:: RAW DATA ::
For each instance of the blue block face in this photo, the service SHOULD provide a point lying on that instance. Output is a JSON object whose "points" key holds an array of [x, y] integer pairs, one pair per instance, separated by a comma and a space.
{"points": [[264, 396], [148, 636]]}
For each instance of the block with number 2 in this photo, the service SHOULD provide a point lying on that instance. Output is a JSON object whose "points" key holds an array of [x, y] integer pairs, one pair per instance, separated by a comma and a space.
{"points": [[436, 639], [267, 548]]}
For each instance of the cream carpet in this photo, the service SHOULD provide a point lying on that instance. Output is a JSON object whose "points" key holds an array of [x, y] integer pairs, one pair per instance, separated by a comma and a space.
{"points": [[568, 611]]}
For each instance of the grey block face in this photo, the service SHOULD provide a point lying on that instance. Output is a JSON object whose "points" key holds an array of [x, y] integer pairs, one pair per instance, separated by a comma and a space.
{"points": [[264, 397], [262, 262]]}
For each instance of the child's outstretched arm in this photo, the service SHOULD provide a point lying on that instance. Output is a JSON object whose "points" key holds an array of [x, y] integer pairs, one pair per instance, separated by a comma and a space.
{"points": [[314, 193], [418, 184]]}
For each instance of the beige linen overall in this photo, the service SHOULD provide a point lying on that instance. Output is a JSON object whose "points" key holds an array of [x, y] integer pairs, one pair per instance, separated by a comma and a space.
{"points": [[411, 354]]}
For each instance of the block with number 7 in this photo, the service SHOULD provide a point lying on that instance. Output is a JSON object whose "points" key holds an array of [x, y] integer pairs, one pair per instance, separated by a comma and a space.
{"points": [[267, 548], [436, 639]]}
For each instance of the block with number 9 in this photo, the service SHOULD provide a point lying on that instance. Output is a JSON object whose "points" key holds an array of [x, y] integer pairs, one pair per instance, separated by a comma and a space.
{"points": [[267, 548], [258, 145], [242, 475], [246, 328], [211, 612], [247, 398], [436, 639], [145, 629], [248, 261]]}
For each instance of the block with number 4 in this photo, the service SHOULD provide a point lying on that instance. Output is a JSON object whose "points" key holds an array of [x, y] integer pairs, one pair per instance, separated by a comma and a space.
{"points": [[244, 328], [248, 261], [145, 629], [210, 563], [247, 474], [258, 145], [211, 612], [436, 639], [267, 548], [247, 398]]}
:::
▶ _TASK DESCRIPTION_
Please rewrite every entry above, changing "SHOULD" to "MUST" and leaving the rest untouched.

▶ _FINISHED TASK_
For each instance of the blue block face in this photo, the service MUST provide a point lying on that instance. Output is a JSON object whose "points" key holds an array of [x, y] integer pairs, one pair per instance, separated by a comma and a space.
{"points": [[264, 396], [148, 636]]}
For each instance of the block with number 2 in this photo, the service MUST provide a point lying on that instance. Output is a JSON object whose "points" key holds an array of [x, y] integer pairs, one pair per instance, separated by a comma and a space.
{"points": [[436, 639], [267, 548]]}
For each instance of the cream carpet in this photo, the service MUST provide a point lying on that instance. Output is a JSON object whose "points" key holds an array of [x, y] integer pairs, one pair per instance, separated by a comma and a space.
{"points": [[568, 611]]}
For each instance of the grey block face in this photo, the service MUST provide a point lying on that instance. Output is a JSON object whose "points" key holds an array of [x, y] integer pairs, one pair per instance, separated by a comma and a space.
{"points": [[264, 397], [262, 262]]}
For each instance of the child's outstretched arm in this photo, the service MUST provide a point lying on that instance. Output is a JSON object whose "points" key holds an array of [x, y] integer pairs, one pair per instance, separated by a comma and a space.
{"points": [[314, 193], [418, 184]]}
For each instance of the beige linen overall in this photo, the service MUST provide a point lying on that instance. Output is a JSON object whose "points" key holds an array of [x, y] integer pairs, one pair per instance, separated by a comma and a space.
{"points": [[411, 354]]}
For each instance of the block with number 7 in this photo, the service MUST provide a point lying on that instance. Output is a JSON object whose "points" key holds an array of [x, y] integer pairs, one pair per instance, separated by a comma and a space.
{"points": [[267, 548], [436, 639]]}
For each instance of the block with number 9 in this photo, the service MUST provide a point lying on that instance. Output is a JSON object whose "points" key holds an array of [x, y] integer pairs, one pair per instance, separated by a comma and a space.
{"points": [[267, 548], [258, 145], [242, 475], [246, 328], [211, 612], [247, 398], [436, 639], [145, 629], [248, 261]]}
For each instance of the block with number 4 in this photo, the service MUST provide a point lying on that instance. Output is a JSON object whose "points" key holds an array of [x, y] integer pairs, one pair per instance, separated by a comma and a space.
{"points": [[244, 328], [248, 261], [145, 629], [210, 563], [247, 474], [258, 145], [211, 612], [436, 639], [267, 548], [247, 398]]}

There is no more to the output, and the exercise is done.